Before you finish, make sure each line of the records has been retyped exactly.

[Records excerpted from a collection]

◇ ◇ ◇ ◇ ◇

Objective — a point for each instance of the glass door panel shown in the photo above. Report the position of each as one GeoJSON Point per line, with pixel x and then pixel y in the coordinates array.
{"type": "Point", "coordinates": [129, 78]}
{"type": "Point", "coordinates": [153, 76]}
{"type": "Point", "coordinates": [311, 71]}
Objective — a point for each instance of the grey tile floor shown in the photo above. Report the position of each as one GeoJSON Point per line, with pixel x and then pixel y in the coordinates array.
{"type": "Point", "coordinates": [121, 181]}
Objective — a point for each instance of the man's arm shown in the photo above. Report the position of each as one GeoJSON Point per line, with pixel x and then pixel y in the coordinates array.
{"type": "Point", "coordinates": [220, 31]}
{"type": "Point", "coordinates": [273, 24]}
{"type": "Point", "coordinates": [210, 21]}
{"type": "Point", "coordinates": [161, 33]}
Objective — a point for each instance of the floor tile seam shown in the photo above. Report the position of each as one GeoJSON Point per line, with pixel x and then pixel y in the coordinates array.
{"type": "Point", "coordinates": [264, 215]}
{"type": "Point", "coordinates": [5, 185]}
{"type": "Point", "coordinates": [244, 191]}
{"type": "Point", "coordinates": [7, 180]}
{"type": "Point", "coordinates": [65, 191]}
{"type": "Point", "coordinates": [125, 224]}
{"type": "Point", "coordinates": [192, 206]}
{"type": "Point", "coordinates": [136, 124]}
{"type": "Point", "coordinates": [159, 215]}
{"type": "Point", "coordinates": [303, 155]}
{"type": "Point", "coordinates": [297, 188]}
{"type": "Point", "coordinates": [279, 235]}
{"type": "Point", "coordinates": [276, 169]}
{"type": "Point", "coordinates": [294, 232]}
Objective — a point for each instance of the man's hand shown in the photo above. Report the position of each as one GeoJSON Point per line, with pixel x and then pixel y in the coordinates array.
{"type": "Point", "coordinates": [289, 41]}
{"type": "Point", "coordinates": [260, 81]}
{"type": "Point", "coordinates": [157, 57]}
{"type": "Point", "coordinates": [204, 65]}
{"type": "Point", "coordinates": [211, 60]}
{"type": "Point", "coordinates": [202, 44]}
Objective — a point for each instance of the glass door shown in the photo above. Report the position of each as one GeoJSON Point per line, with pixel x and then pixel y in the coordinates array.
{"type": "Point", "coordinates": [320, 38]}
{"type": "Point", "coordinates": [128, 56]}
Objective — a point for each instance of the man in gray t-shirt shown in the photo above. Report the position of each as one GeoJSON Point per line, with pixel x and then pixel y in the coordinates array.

◇ ◇ ◇ ◇ ◇

Exercise result:
Objective — a point for each instance of the glass door panel shown in the photo above. Report the position of each as one GeoJSON Point per line, with pixel x and then pixel y in the coordinates array.
{"type": "Point", "coordinates": [129, 78]}
{"type": "Point", "coordinates": [153, 76]}
{"type": "Point", "coordinates": [311, 71]}
Objective — a point for each instance of the grey tile floor shown in the photo above. Report the position of each as one GeoJSON Point per line, with pixel x and then pixel y in the coordinates array.
{"type": "Point", "coordinates": [121, 181]}
Objective — a point for each instance of the man's arm shown in the photo above. Report the position of each as one GeoJSON Point per line, with pixel x and then pixel y in the coordinates array.
{"type": "Point", "coordinates": [220, 31]}
{"type": "Point", "coordinates": [273, 24]}
{"type": "Point", "coordinates": [210, 21]}
{"type": "Point", "coordinates": [161, 33]}
Objective — a point for each instance of the floor tile seam shown in the photo above. Report the position of each as one GeoJSON Point per line, with pixel x and then pixel y in the coordinates array.
{"type": "Point", "coordinates": [264, 215]}
{"type": "Point", "coordinates": [5, 185]}
{"type": "Point", "coordinates": [244, 191]}
{"type": "Point", "coordinates": [7, 180]}
{"type": "Point", "coordinates": [65, 191]}
{"type": "Point", "coordinates": [125, 224]}
{"type": "Point", "coordinates": [192, 206]}
{"type": "Point", "coordinates": [136, 124]}
{"type": "Point", "coordinates": [159, 215]}
{"type": "Point", "coordinates": [303, 155]}
{"type": "Point", "coordinates": [297, 188]}
{"type": "Point", "coordinates": [279, 235]}
{"type": "Point", "coordinates": [276, 169]}
{"type": "Point", "coordinates": [294, 232]}
Objective — a point for each instance of the man's hand shown in the photo above. Report the position of each as one GeoJSON Point per line, with pixel x and then pixel y in the coordinates array.
{"type": "Point", "coordinates": [289, 41]}
{"type": "Point", "coordinates": [260, 81]}
{"type": "Point", "coordinates": [157, 57]}
{"type": "Point", "coordinates": [204, 65]}
{"type": "Point", "coordinates": [211, 60]}
{"type": "Point", "coordinates": [202, 44]}
Objective — a point for each instance of the glass door shown in the photo above. Report the position of each as one GeoJSON Point per line, with pixel x and then pixel y in the coordinates array.
{"type": "Point", "coordinates": [320, 38]}
{"type": "Point", "coordinates": [128, 56]}
Objective — a point for each instance of the man in gray t-shirt shown in the photo above. Report the position of each as one GeoJSON Point per line, with pixel x and then pixel y in the coordinates array.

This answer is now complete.